| Task |
Retype the whole of the data exactly.

| Stored data entries |
*-*-*

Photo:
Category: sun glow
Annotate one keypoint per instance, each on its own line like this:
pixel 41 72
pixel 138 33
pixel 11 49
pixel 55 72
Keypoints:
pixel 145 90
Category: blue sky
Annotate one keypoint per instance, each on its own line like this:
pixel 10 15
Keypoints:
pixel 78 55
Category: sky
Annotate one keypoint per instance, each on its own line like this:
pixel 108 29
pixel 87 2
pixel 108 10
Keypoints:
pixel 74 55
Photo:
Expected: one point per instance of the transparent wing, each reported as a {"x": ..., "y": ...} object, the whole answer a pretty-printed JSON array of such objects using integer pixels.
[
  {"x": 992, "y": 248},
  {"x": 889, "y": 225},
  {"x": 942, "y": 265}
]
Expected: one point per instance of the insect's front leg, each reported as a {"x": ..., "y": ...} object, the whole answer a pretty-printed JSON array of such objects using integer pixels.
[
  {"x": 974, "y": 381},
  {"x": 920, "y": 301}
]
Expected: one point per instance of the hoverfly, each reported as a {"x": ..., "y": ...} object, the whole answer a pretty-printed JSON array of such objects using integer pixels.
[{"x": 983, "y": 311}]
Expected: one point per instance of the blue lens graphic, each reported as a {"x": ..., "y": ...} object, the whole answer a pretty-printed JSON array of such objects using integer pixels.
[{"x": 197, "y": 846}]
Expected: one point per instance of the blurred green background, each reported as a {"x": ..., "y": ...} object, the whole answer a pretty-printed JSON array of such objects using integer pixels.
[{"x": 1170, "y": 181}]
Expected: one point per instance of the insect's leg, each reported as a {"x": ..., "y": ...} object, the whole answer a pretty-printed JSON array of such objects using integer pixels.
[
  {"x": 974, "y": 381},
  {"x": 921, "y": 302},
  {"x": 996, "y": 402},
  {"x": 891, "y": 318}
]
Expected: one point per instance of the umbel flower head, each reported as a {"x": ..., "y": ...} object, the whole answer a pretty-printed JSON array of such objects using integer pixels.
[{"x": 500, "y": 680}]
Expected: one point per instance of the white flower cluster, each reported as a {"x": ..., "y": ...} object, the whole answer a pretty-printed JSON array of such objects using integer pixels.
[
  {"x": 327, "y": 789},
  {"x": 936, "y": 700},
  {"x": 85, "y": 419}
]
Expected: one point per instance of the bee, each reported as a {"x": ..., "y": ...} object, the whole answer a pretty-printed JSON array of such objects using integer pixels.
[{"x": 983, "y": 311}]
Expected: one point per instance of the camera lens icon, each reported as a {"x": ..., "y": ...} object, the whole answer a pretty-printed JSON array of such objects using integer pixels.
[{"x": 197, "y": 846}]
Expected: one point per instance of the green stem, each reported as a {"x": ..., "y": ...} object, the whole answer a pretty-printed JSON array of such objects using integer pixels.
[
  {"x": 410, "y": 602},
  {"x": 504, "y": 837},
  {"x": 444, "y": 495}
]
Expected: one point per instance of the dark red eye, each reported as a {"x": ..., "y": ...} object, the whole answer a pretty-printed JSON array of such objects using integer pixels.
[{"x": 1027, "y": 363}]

*-*-*

| Task output |
Photo:
Category: sun glow
Annotate one keypoint per instance, each on its own line like this:
pixel 41 72
pixel 138 33
pixel 11 49
pixel 55 72
Keypoints:
pixel 145 90
Category: blue sky
Annotate one keypoint per instance, each on its own line like this:
pixel 10 15
Keypoints:
pixel 78 55
Category: sky
Annotate one keypoint per instance, each on its own line like this:
pixel 108 29
pixel 87 2
pixel 108 10
Keypoints:
pixel 74 55
Photo:
Expected: one point per instance of the transparent wing, each reported as a {"x": ..., "y": ...} object, the whole answer a pretty-printed JSON array of such objects using integer pixels.
[
  {"x": 992, "y": 248},
  {"x": 889, "y": 225},
  {"x": 942, "y": 265}
]
Expected: one point per instance of the insect's front leg, each reported as a {"x": ..., "y": ...} object, the whole answer a pretty-printed JSON array of such objects using integer pixels.
[
  {"x": 974, "y": 381},
  {"x": 920, "y": 301}
]
Expected: one point per instance of the hoverfly, each reported as a {"x": ..., "y": ...} object, the whole answer a pretty-printed JSON array of such objects using integer pixels.
[{"x": 983, "y": 311}]
Expected: one point per instance of the blue lens graphic, each reported as a {"x": ..., "y": ...} object, the whole answer a pretty-printed JSON array of such objects using integer pixels.
[{"x": 197, "y": 846}]
Expected: one point per instance of the blurred green background, each reported as a {"x": ..., "y": ...} object, the whole answer a pretty-printed JSON array of such objects using integer pixels.
[{"x": 1170, "y": 181}]
Expected: one point per instance of the insect's leg, each reported as a {"x": ..., "y": ...} object, the whole answer a pretty-printed JSON array of such objects using integer pixels.
[
  {"x": 974, "y": 381},
  {"x": 921, "y": 302},
  {"x": 996, "y": 402},
  {"x": 891, "y": 318}
]
Expected: one point per instance of the umbel flower head, each reported as a {"x": ..., "y": ...} object, the whole answer a pretty-printed JSON array of such objects using integer pixels.
[{"x": 500, "y": 680}]
Expected: one point per instance of the white flower cluster, each reported as a {"x": ..., "y": ...} object, the whole answer a pretty-printed JSON array of such objects using integer pixels.
[
  {"x": 327, "y": 789},
  {"x": 936, "y": 700},
  {"x": 85, "y": 419}
]
Expected: one point per instance of the bee, each reported as a {"x": ..., "y": ...} object, the whole answer a pretty-printed JSON array of such objects using integer pixels.
[{"x": 983, "y": 311}]
Expected: one point per instance of the camera lens icon, each reported as a {"x": ..., "y": ...} object, the whole answer a pretty-printed JSON array of such objects using integer pixels.
[{"x": 197, "y": 846}]
Expected: one point per instance of the green stem, each reported as a {"x": ..., "y": ...} object, the whole answer a pretty-printed JSON array of such objects using integer pixels.
[
  {"x": 410, "y": 602},
  {"x": 504, "y": 837},
  {"x": 444, "y": 495}
]
Expected: one point per instance of the dark red eye, each reported as a {"x": ..., "y": ...} object, the whole answer a pretty-printed JSON array of such objects using integer pixels.
[{"x": 1027, "y": 363}]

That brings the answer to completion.